**Trabalho a fazer**
(a) Reproduza, do texto sobre a Rede de Guardiãs da Natureza, o trecho que começa em "Paula Preto é" e segue até "em meios rurais.".
(b) Prossiga com o texto sobre a Rede de Guardiãs da Natureza a partir da última frase apresentada.

**Texto em estudo**
────────────────────────────────────────
Quinta do Rosal, Loulé
Paula Preto recuperou o cultivo de plantas esquecidas na Quinta do Rosal, em Loulé. Foto: guardiasdanatureza.pt

À frente deste projeto está Paula Preto, determinada a produzir plantas milenares esquecidas. Outrora abundantes na região, são culturas com baixas necessidades de água e reduzido impacto ambiental, contribuindo por isso para a mitigação e adaptação climática.

O empreendedorismo feminino no interior do país

Paula Preto é uma das cerca de 100 mulheres que fazem parte da Rede de Guardiãs da Natureza. Este é o projeto, inaugurado em junho de 2024, que ambiciona envolver e capacitar as mulheres que trabalham em meios rurais.

Nesta plataforma de cooperação, as empreendedoras rurais partilham conhecimentos e boas práticas que contribuem para proteger a natureza e aumentar a resiliência nas povoações de baixa densidade populacional.

Focada na sustentabilidade ambiental e na economia circular, esta rede é financiada pelo Fundo Ambiental/Instituto de Conservação da Natureza e das Florestas no âmbito do Plano de Ação do Movimento das Mulheres pelo Clima. O intuito passa por criar uma cadeia profundamente interligada com guardiãs e defensoras da sustentabilidade distribuídas por territórios rurais de norte a sul do país.

Grupo de Teatro Amador de Fornos de Algodres
O grupo de teatro amador de Fornos de Algodres produz peças e outras performances, envolvendo a comunidade local. Foto: guardiasdanatureza.pt

Dinamizado pela empresa social Business as Nature, o programa está presente em oito áreas protegidas do país - Montesinho, Litoral Norte de Esposende, Dunas de S. Jacinto/Aveiro, Paul de Arzila/Baixo Mondego, Serra da Estrela, Estuário do Sado, Ria Formosa e Vale do Guadiana.
────────────────────────────────────────
Registos do conjunto de dados:
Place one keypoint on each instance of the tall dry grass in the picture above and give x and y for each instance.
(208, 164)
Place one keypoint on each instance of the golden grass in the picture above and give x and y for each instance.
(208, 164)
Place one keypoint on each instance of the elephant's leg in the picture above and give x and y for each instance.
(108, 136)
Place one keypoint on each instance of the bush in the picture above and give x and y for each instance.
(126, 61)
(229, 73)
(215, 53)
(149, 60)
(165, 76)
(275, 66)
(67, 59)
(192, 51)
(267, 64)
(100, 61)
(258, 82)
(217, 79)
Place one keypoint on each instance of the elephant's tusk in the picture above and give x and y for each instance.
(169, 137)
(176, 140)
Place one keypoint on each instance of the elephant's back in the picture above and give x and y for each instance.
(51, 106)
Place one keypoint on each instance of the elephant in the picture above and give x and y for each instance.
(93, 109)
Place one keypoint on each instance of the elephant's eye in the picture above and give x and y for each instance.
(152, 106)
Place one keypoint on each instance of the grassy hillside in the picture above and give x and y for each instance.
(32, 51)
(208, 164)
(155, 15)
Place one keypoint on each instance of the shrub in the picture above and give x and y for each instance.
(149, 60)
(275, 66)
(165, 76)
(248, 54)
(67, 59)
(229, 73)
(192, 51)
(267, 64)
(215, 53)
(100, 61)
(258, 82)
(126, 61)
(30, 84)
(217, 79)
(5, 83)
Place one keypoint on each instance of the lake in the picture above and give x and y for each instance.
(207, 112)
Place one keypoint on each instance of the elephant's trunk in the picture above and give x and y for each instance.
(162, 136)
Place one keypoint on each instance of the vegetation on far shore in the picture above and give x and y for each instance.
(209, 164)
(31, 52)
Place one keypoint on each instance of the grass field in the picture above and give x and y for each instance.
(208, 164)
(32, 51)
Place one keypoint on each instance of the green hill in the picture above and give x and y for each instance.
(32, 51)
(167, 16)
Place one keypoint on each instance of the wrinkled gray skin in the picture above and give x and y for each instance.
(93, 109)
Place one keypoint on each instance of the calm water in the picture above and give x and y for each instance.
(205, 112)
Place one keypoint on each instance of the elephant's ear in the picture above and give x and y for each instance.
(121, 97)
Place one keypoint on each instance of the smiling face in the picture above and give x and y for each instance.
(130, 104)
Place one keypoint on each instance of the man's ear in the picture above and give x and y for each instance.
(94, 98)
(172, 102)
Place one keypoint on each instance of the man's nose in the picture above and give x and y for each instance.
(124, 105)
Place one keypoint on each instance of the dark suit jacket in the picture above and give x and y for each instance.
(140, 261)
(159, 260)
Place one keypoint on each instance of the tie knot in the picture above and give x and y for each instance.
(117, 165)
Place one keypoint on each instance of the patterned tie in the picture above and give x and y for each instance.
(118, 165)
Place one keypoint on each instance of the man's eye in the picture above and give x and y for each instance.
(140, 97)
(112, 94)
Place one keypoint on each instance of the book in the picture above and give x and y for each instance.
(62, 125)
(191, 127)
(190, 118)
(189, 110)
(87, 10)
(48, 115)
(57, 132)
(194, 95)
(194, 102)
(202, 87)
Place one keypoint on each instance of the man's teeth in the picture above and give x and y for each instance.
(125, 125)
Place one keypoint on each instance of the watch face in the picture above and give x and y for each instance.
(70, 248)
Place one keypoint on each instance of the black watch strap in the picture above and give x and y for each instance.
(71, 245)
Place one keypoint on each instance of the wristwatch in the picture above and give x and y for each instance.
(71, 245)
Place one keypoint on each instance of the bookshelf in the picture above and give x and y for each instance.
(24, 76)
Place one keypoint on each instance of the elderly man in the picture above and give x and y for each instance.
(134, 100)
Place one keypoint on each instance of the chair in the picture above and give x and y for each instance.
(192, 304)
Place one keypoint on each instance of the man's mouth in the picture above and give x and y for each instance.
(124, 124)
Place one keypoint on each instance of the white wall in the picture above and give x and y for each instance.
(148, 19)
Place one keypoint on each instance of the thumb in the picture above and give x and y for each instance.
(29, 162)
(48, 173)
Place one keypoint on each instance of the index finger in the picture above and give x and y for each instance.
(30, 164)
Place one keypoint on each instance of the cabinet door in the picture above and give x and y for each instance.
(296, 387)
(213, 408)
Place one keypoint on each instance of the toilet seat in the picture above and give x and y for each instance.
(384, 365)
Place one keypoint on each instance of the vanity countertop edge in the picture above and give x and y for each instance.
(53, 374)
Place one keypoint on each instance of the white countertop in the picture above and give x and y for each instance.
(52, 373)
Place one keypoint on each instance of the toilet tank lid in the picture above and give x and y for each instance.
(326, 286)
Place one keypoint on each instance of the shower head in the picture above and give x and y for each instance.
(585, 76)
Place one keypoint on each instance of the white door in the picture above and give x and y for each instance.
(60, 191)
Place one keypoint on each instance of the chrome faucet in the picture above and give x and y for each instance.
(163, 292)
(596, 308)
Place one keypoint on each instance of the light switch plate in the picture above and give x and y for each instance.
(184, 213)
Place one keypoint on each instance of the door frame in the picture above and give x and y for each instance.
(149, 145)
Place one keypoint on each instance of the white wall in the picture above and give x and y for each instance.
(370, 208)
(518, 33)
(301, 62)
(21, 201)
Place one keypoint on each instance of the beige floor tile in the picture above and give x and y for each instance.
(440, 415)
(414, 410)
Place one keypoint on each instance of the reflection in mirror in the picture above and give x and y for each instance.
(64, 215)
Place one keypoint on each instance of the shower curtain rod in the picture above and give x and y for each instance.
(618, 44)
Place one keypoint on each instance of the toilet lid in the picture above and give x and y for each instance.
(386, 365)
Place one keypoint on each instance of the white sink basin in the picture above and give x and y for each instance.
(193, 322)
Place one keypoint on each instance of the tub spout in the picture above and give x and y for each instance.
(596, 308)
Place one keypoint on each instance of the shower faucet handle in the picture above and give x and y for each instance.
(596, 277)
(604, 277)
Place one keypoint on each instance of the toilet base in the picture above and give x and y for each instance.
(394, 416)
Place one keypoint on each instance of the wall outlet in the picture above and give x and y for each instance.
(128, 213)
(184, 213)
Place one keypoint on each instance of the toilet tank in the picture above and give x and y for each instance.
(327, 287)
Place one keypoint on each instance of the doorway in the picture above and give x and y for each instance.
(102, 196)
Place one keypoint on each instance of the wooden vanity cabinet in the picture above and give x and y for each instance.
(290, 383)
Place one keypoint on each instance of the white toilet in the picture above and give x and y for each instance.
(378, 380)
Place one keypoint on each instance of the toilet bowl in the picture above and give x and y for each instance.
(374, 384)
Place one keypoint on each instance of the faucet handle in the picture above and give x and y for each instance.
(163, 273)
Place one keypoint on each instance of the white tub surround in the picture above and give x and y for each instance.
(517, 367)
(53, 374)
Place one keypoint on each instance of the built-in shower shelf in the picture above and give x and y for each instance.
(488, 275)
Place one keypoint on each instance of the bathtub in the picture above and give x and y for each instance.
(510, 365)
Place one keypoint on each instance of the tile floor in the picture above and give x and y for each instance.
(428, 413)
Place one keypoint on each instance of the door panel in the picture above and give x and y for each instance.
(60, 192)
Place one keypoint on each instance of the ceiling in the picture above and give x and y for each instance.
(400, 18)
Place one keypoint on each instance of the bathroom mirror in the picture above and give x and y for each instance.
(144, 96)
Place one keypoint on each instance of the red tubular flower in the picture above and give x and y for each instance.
────────────────────────────────────────
**Resultados do exercício**
(a)
Paula Preto é uma das cerca de 100 mulheres que fazem parte da Rede de Guardiãs da Natureza. Este é o projeto, inaugurado em junho de 2024, que ambiciona envolver e capacitar as mulheres que trabalham em meios rurais.

(b)
A iniciativa continua a expandir-se e chegou agora ao Parque Natural do Douro Internacional, onde as mulheres desta região também já podem candidatar-se com os seus projetos sustentados em boas práticas ambientais.

A segunda fase de inscrições irá abranger mais seis áreas protegidas. O Estuário do Tejo e Douro Internacional é a primeira de um lote que, durante as próximas semanas, irá incluir as áreas protegidas na Peneda-Gerês, Serra de Aires de Candeeiros, Serra da Lousã/Açor e Tejo Internacional.

Uma plataforma para todas as idades e habilitações

Nesta plataforma de projetos no feminino, há lugar para todas as idades e diferentes experiências de vida. A faixa etária das guardiãs abrangidas pelo programa vai dos 20 aos 80 anos, com habilitações que começam na quarta classe e terminam no doutoramento.

As suas competências também não podiam ser mais diversificadas. Há pastoras que cuidam de ovelhas, borregos e abelhas no Parque Natural da Serra da Estrela, como é o caso da bióloga e engenheira florestal Ana Teresa Matos. Há também uma padeira na aldeia de Gimonde, em Bragança. Elisabete Ferreira trabalha com as suas próprias mãos as farinhas nativas da região para fazer pão trigo sarraceno biológico e variada pastelaria transmontana.

Chão do Rio, Seia
Após o incêndio de 2017 o projeto Chão do Rio arrancou com a regeneração de uma floresta, no município de Seia. A área voltou a arder em 2022, mas as guardiãs deste projeto não desistiram. Foto: guardiasdanatureza.pt

Muitas outras mulheres fazem parte deste clube, que está a crescer rapidamente. Chão do Rio, no município de Seia, é um projeto de turismo de aldeia que está a recuperar uma área florestal de quatro hectares atingida pelos incêndios em 2017 e 2022 com espécies autóctones, como carvalhos, sobreiros ou medronheiros.

O Grupo de Teatro Amador de Fornes de Algodres desafia a população local a participar em peças dramatúrgicas que valorizam a sua própria cultura e património. E temos ainda o exemplo de Maria Augusta Almeida que, em parceria com a Associação Rio Neiva, trabalha com centenas de crianças e idosos das freguesias rurais de Esposende, levando-os a explorar a natureza em atividades recreativas, pedagógicas e desportivas.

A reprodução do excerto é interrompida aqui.